Requirement 1:
Retype the passage of the lecture transcript starting with "Why women entrepreneurs (Part" and going on through "Liverpool Hope University)".
Requirement 2:
In the lecture transcript, which fields have the speaker's entrepreneurial businesses in Scotland ranged across?
Requirement 3:
According to the lecture transcript, what is the name of the ethical enterprise system that Phil Birch authored?

Why women entrepreneurs (Part I) – Not enough Rooney’s to go around

26 04 2013

Why women entrepreneurs?
(transcript of Common Business School lecture at Liverpool Hope University)

Good afternoon.
I’m Karen Birch and since you probably have little idea who I am, partly for some of the reasons we’re about to explore, I’ll introduce myself before getting started.

I was born just down the road from here but have spent the last 20 years running entrepreneurial businesses in Scotland. They have ranged from biotechnology to advertising, e-commerce to software design. These days I spend my time supporting women-led businesses and developing co-operative and community enterprises. A large proportion of my time is spent as CEO of the 3rdimagazine, an on-line business publication. We have women and men from all over the UK writing articles on all sorts of business issues. The key factor is that we look at business issues from a woman’s perspective. You might wander, with good reason, what that means and it is an important question with regard to the rest of this discussion.

As a way of introducing the idea it might be helpful to consider how the3rdimagazine started. Essentially Phil Birch, co-founder of the magazine and author of the groundbreaking ethical enterprise system, Ethiconomics, was working with senior men and women executives and found that it was a different experience in terms of their thought processes, business practices and ambitions. In researching these differences it became clear that there wasn’t a business publication that addressed these issues. There were business magazines, which tended to be testosterone fuelled and focussed on salaries, fast cars, big houses and beautiful wives and women’s magazines, which focussed on handbags and spa days, so in true entrepreneurial fashion we decided to create the3rdimagazine to fill the gap.

So, why women entrepreneurs?
Clearly this is a topic that could fill a whole module not just an hour long lecture so I’ll keep things simple. This will no doubt mean that you have lots of “please miss, what about…” moments which I’ll be happy to address at the end.

Recorded information:
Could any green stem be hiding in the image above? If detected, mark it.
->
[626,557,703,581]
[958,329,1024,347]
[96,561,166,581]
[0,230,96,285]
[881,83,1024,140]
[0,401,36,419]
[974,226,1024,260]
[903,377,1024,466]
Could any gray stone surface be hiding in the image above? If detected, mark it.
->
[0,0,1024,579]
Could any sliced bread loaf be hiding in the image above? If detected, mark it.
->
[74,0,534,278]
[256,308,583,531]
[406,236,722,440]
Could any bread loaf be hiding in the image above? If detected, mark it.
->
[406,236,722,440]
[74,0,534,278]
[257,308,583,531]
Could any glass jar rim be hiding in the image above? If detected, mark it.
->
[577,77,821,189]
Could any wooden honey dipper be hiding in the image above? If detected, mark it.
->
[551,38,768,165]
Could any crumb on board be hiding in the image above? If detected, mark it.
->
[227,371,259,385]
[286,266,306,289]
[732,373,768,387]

...

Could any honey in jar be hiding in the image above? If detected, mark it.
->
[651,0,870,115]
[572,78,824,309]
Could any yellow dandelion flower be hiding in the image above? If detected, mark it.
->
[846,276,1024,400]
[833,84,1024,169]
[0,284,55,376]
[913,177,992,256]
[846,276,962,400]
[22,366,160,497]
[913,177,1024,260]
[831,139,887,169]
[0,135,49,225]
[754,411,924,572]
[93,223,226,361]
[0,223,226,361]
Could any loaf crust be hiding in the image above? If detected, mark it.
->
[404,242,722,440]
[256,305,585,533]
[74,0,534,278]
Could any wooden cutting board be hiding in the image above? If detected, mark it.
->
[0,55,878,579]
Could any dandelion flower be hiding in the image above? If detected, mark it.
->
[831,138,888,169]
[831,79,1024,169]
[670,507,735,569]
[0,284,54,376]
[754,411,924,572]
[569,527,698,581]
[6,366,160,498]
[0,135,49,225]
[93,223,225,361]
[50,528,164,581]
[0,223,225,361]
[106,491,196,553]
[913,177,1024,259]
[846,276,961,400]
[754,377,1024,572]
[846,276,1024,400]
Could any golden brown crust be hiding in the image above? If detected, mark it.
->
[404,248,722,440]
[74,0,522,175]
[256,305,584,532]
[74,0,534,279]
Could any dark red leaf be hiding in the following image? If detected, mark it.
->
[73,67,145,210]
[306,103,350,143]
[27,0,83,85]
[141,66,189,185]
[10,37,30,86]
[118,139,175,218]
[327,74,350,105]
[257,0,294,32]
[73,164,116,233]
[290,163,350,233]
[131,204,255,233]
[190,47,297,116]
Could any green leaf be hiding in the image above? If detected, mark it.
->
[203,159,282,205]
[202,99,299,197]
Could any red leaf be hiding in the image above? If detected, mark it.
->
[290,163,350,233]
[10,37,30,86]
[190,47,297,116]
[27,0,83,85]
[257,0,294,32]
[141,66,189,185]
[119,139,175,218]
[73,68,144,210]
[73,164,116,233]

Exercise output 1:
Why women entrepreneurs (Part I) – Not enough Rooney’s to go around

26 04 2013

Why women entrepreneurs?
(transcript of Common Business School lecture at Liverpool Hope University)

Exercise output 2:
Biotechnology, advertising, e-commerce, software design

Exercise output 3:
Ethiconomics